What you are asked to do. Below is a block of records; repeat all of them exactly.

Entries from a dataset

- - -

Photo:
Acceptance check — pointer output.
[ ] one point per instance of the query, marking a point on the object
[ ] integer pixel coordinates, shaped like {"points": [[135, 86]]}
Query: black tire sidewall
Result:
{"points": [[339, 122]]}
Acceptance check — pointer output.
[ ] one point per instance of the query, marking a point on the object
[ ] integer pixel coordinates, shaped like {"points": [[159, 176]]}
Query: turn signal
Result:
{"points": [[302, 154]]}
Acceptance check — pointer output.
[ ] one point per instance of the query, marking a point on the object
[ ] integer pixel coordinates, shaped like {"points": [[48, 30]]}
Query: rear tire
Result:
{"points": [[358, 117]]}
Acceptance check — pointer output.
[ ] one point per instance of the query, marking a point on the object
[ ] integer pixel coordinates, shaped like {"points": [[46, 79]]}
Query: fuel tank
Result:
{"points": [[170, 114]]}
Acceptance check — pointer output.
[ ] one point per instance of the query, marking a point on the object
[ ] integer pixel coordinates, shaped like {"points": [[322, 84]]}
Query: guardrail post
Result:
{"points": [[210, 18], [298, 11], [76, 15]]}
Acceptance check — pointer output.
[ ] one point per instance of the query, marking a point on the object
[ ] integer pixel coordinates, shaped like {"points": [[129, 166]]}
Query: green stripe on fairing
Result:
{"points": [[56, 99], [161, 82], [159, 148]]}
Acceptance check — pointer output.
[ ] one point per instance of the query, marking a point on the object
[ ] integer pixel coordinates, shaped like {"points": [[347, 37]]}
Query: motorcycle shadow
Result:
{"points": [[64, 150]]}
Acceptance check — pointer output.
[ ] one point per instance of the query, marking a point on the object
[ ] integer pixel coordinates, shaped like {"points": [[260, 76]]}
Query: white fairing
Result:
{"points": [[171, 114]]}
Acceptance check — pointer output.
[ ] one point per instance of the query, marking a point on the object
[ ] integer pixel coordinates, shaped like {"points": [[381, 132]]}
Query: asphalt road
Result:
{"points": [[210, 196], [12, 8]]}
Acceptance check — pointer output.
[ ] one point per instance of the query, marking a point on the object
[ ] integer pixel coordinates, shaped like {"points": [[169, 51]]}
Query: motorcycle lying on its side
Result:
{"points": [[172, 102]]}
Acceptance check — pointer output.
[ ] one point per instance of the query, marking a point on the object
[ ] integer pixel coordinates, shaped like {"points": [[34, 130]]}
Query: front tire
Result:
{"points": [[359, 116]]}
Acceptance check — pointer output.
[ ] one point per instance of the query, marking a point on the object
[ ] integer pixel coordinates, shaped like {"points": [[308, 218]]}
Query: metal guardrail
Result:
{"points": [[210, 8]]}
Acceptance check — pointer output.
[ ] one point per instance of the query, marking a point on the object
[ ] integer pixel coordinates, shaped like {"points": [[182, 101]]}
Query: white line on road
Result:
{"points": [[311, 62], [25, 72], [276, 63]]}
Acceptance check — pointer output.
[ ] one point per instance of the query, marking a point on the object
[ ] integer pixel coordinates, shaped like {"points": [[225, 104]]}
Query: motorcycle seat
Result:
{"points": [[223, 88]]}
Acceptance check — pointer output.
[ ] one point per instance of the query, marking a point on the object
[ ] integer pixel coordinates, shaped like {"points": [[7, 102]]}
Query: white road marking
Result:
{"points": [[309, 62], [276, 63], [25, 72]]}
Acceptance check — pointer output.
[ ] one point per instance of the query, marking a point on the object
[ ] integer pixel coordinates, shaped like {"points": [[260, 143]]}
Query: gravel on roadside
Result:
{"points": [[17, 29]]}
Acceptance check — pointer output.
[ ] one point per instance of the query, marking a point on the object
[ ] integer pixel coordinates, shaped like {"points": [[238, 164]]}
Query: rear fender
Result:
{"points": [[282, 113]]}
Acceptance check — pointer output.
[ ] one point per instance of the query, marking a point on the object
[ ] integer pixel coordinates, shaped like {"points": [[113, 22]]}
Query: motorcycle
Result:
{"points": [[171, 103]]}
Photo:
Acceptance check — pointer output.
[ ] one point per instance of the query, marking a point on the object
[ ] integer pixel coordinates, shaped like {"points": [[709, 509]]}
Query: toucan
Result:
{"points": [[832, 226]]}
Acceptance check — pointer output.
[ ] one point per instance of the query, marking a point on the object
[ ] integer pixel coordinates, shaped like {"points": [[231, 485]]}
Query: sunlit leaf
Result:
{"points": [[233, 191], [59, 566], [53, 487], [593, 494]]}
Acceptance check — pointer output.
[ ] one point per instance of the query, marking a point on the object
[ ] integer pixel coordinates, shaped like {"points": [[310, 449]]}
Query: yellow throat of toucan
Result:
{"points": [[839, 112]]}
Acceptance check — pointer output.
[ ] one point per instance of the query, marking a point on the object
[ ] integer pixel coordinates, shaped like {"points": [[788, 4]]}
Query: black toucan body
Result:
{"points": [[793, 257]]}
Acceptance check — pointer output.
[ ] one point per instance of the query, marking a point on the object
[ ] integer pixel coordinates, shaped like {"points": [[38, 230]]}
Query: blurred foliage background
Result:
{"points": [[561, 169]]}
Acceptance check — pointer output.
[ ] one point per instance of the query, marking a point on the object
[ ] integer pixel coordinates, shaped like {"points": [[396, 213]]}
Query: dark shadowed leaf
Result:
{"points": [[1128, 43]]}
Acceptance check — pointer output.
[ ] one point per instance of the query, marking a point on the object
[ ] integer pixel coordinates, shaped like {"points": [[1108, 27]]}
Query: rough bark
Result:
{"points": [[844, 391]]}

- - -

Finished task.
Photo:
Acceptance check — pointer output.
[ ] one point per instance of the query, marking a point on the object
[ ] integer pixel coordinates, shaped like {"points": [[135, 86]]}
Query: black tire sidewall
Result:
{"points": [[339, 122]]}
Acceptance check — pointer output.
[ ] one point per instance of the query, marking a point on the object
[ ] integer pixel coordinates, shaped like {"points": [[159, 176]]}
Query: turn signal
Result:
{"points": [[302, 154]]}
Acceptance check — pointer output.
[ ] one point per instance of the query, marking a point on the object
[ ] integer pixel coordinates, shaped like {"points": [[48, 30]]}
Query: rear tire
Result:
{"points": [[358, 117]]}
Acceptance check — pointer output.
[ ] one point per instance of the query, marking a point on the object
[ ] integer pixel coordinates, shaped like {"points": [[46, 79]]}
Query: fuel tank
Result:
{"points": [[170, 114]]}
Acceptance check — pointer output.
[ ] one point per instance of the query, marking a point on the object
[ ] integer pixel coordinates, shaped like {"points": [[322, 84]]}
Query: guardrail post
Result:
{"points": [[210, 18], [298, 11], [76, 15]]}
Acceptance check — pointer output.
[ ] one point per instance of the query, marking a point on the object
[ ] integer pixel coordinates, shaped like {"points": [[129, 166]]}
Query: green stripe on fairing
Result:
{"points": [[56, 99], [161, 82], [159, 148]]}
Acceptance check — pointer output.
[ ] one point per instance of the query, marking a point on the object
[ ] integer pixel coordinates, shaped like {"points": [[347, 37]]}
Query: motorcycle shadow
Result:
{"points": [[64, 150]]}
Acceptance check — pointer output.
[ ] one point per instance of the query, marking a point on the object
[ ] integer pixel coordinates, shaped like {"points": [[260, 76]]}
Query: white fairing
Result:
{"points": [[171, 114]]}
Acceptance check — pointer output.
[ ] one point per instance of the query, marking a point on the object
[ ] integer pixel coordinates, shaped like {"points": [[381, 132]]}
Query: asphalt road
Result:
{"points": [[210, 196], [12, 8]]}
Acceptance check — pointer output.
[ ] one point per instance of the query, marking a point on the object
[ ] integer pixel coordinates, shaped like {"points": [[169, 51]]}
Query: motorcycle lying on its side
Result:
{"points": [[172, 102]]}
Acceptance check — pointer output.
[ ] one point per instance of the query, marking a point on the object
[ ] integer pixel coordinates, shaped like {"points": [[34, 130]]}
Query: front tire
Result:
{"points": [[359, 116]]}
Acceptance check — pointer output.
[ ] one point per instance of the query, marking a point on the object
[ ] integer pixel coordinates, shaped like {"points": [[308, 218]]}
Query: metal guardrail
Result:
{"points": [[210, 8]]}
Acceptance check — pointer output.
[ ] one point per instance of the query, marking a point on the object
[ ] integer pixel coordinates, shaped like {"points": [[182, 101]]}
Query: white line on road
Result:
{"points": [[311, 62], [25, 72], [276, 63]]}
Acceptance check — pointer output.
[ ] one point per instance of the query, marking a point on the object
[ ] integer pixel coordinates, shaped like {"points": [[225, 104]]}
Query: motorcycle seat
Result:
{"points": [[223, 88]]}
Acceptance check — pointer output.
[ ] one point per instance of the query, marking a point on the object
[ ] integer pixel coordinates, shaped like {"points": [[7, 102]]}
Query: white road marking
Result:
{"points": [[309, 62], [276, 63], [25, 72]]}
Acceptance check — pointer output.
[ ] one point per instance of the query, marking a point on the object
[ ] integer pixel coordinates, shaped like {"points": [[260, 143]]}
Query: gravel on roadside
Result:
{"points": [[17, 29]]}
Acceptance check — pointer output.
[ ] one point per instance of the query, marking a point on the object
[ ] integer pixel coordinates, shaped like {"points": [[238, 164]]}
Query: rear fender
Result:
{"points": [[282, 113]]}
Acceptance check — pointer output.
[ ] one point per instance of the query, marking a point on the object
[ ] integer pixel coordinates, shaped like {"points": [[113, 22]]}
Query: motorcycle
Result:
{"points": [[171, 103]]}
Photo:
Acceptance check — pointer output.
[ ] one point per instance of the query, marking a point on the object
[ ] integer pixel coordinates, shaped like {"points": [[709, 509]]}
Query: toucan
Result:
{"points": [[832, 226]]}
Acceptance check — pointer output.
[ ] one point per instance of the query, marking a point on the object
[ ] integer pixel coordinates, shaped like {"points": [[231, 485]]}
Query: sunlit leaf
Result:
{"points": [[233, 191], [59, 566], [53, 487], [593, 494]]}
Acceptance check — pointer output.
[ ] one point per instance of the query, marking a point on the object
[ ] integer pixel coordinates, shaped like {"points": [[310, 449]]}
Query: yellow throat of toucan
Result:
{"points": [[839, 112]]}
Acceptance check — pointer output.
[ ] one point per instance of the query, marking a point on the object
[ ] integer pixel coordinates, shaped like {"points": [[788, 4]]}
Query: black toucan body
Result:
{"points": [[793, 257]]}
Acceptance check — pointer output.
[ ] one point per instance of the query, marking a point on the object
[ ] integer pixel coordinates, shaped like {"points": [[38, 230]]}
Query: blurred foliage background
Result:
{"points": [[561, 169]]}
Acceptance check — pointer output.
[ ] one point per instance of the query, marking a point on the object
[ ] integer pixel coordinates, shaped like {"points": [[396, 213]]}
Query: dark shadowed leaf
Result:
{"points": [[1128, 43]]}
Acceptance check — pointer output.
[ ] one point per instance of the query, marking a point on the object
[ ] integer pixel coordinates, shaped like {"points": [[1108, 27]]}
Query: rough bark
Result:
{"points": [[844, 391]]}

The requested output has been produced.